═══ Record extracts ═══
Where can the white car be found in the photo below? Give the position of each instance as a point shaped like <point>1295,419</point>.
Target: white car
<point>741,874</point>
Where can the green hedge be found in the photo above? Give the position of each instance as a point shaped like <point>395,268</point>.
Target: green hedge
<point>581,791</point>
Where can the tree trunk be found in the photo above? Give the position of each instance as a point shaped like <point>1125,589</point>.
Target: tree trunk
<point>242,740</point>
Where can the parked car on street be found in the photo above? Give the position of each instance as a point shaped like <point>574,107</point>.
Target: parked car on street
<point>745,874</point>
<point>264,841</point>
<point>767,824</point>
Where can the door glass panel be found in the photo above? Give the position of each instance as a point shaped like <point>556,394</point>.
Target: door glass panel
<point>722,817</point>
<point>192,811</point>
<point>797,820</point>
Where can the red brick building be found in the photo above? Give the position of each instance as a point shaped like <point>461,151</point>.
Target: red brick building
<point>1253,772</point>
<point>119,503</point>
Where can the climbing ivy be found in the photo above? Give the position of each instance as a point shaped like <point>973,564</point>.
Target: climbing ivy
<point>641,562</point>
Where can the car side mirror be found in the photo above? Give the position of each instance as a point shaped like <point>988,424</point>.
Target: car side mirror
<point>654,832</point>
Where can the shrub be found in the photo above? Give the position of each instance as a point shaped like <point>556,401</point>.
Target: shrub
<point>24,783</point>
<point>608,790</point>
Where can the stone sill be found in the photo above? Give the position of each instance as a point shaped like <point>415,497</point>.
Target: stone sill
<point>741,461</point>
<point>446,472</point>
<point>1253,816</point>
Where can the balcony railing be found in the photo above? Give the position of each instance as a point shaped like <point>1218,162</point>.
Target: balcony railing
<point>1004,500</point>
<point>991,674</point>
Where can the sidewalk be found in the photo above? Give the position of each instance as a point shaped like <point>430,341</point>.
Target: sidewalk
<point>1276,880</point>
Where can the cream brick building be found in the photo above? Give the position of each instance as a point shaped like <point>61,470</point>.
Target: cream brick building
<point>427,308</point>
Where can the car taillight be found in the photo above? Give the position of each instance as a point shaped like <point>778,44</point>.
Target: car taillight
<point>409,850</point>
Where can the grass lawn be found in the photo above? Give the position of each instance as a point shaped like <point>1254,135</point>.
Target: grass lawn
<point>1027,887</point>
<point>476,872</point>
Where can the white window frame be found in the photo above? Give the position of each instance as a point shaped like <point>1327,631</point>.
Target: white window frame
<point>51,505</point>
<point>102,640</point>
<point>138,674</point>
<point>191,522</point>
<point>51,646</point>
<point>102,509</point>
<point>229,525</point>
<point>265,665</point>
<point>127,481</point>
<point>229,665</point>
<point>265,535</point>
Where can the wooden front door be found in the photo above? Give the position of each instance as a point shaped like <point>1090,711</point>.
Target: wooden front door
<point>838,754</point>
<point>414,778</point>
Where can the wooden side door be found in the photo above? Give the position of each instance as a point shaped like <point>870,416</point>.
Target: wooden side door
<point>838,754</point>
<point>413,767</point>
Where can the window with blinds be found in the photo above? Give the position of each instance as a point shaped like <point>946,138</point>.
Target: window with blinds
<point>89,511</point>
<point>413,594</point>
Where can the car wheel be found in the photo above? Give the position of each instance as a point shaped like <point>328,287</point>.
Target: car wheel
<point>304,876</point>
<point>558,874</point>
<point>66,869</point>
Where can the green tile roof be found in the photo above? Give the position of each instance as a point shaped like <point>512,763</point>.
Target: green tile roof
═══
● Exercise prompt
Could you update the lines running from the one containing "Where can the green tile" through the end of the records, changing "tile" to "slate" and leaving everything else the same?

● Solution to this problem
Where can the green slate roof be found in the photo above? Give the position of each instance as a point shaped like <point>512,763</point>.
Target: green slate roof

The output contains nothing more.